WHAT NEEDS TO BE DONE: Note each line of the listing that contains the string "layer", and copy it.
:: EXERCISE INPUTS ::
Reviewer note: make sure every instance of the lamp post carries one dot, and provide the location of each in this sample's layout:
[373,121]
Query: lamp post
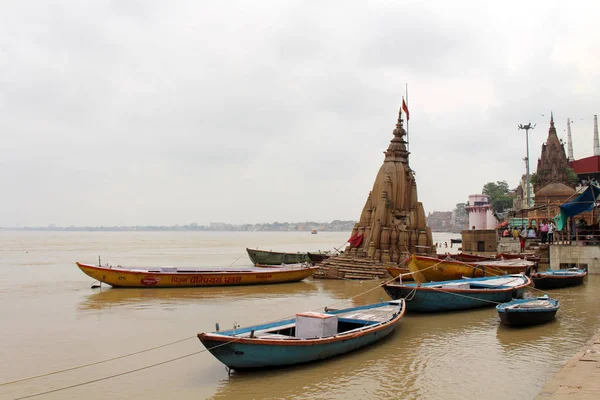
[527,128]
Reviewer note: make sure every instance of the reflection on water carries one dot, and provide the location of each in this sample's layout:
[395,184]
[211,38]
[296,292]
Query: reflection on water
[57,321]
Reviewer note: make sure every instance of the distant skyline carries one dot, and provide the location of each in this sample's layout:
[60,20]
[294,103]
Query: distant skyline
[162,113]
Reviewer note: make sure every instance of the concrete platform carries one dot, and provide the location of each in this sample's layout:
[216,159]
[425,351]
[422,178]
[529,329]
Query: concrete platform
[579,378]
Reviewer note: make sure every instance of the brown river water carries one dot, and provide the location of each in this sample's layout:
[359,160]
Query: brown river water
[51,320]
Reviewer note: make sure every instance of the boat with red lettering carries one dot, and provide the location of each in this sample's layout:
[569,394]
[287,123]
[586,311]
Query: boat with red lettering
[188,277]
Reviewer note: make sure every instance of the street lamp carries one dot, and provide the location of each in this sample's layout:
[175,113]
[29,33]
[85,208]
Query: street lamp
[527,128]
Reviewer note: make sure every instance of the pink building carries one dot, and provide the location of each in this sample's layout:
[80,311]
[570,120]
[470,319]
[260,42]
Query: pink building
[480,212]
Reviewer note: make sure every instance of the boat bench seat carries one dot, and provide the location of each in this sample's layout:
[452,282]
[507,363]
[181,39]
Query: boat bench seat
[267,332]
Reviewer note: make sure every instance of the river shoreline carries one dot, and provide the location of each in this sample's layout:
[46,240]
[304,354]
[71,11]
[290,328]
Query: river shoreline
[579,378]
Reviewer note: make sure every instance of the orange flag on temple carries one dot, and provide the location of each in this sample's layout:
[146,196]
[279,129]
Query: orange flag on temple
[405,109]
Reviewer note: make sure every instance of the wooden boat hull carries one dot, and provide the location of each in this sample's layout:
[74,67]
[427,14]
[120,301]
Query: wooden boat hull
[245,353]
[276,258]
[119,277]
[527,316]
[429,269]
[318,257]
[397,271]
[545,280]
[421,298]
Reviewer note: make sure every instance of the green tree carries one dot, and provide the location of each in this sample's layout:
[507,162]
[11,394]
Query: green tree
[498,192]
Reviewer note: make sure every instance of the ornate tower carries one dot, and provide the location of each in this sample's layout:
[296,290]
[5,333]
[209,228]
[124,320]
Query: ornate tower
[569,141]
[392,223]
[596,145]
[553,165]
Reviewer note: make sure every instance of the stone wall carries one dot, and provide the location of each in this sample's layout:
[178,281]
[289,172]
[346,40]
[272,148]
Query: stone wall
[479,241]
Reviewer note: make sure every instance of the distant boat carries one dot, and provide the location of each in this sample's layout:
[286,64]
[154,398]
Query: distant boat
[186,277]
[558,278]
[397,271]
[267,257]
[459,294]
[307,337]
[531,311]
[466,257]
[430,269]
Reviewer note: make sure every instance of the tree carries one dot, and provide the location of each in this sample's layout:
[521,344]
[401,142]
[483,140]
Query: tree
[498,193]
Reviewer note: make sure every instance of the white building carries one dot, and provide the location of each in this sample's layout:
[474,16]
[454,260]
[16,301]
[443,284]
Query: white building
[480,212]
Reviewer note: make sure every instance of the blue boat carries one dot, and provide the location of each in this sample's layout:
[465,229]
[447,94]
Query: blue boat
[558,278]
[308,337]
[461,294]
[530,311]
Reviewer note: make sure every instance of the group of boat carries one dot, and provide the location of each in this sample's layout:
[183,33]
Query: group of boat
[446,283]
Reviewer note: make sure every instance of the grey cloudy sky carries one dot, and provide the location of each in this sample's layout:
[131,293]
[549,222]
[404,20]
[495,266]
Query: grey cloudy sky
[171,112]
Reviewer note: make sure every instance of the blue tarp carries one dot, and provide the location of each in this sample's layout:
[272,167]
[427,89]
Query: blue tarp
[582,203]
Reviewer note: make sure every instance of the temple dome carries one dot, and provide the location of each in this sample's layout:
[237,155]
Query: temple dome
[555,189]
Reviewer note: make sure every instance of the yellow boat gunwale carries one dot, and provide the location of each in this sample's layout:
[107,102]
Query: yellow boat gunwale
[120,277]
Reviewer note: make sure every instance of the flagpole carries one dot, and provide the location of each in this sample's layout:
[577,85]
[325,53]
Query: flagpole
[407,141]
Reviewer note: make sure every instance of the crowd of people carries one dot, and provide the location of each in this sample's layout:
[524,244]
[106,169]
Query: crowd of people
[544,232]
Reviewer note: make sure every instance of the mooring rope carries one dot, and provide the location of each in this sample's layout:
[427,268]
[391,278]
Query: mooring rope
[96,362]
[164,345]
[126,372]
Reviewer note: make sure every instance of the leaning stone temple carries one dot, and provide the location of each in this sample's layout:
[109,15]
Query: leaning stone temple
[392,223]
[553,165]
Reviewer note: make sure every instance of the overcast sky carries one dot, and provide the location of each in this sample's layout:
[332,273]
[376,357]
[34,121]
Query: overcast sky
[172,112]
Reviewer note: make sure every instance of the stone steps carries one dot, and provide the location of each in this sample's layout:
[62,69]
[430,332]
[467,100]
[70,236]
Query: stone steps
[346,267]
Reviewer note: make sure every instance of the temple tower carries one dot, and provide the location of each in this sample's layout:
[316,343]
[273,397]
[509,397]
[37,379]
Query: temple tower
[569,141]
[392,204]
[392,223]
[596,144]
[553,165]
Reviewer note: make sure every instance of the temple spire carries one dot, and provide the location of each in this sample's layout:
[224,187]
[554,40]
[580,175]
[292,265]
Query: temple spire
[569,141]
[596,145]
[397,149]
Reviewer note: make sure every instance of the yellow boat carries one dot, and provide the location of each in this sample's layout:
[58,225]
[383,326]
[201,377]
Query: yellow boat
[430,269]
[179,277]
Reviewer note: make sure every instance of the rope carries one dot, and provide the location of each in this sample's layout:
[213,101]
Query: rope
:::
:: EXERCISE INPUTS ::
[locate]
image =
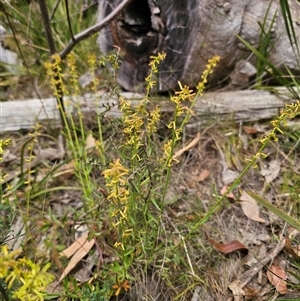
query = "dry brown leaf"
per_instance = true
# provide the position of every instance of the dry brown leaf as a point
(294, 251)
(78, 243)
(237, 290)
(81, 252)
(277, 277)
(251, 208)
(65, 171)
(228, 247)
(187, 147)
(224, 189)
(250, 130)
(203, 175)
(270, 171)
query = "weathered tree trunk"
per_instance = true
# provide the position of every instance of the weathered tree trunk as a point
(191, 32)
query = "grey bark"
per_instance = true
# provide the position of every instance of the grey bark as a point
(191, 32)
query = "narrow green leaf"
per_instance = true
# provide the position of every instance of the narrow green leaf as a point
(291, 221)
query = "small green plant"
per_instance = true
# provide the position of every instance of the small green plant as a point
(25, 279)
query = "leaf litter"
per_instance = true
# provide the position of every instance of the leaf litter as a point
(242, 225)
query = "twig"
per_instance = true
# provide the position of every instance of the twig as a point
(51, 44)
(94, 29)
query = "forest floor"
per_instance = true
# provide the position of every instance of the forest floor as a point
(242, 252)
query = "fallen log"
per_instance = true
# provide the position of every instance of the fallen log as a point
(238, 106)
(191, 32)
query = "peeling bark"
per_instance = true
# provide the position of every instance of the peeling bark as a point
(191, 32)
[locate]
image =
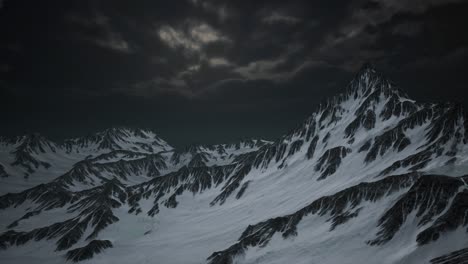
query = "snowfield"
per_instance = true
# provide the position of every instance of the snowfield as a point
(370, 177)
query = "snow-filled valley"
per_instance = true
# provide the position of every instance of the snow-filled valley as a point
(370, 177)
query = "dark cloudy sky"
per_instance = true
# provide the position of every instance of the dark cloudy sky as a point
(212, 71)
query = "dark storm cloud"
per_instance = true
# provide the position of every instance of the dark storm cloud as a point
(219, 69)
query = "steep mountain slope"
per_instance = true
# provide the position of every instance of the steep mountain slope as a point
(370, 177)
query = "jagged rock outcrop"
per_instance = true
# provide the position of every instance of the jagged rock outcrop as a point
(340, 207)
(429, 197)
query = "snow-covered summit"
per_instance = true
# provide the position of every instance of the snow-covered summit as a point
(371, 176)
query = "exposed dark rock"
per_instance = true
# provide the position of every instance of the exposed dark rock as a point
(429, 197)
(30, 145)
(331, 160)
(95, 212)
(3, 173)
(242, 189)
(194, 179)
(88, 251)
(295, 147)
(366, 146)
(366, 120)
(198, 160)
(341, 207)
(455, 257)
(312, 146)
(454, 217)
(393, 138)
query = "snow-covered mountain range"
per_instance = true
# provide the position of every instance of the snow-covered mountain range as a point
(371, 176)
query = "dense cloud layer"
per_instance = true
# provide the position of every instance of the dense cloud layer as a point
:::
RESULT:
query = "dense cloud layer"
# provide the position of every instance of the dense cloud layer as a point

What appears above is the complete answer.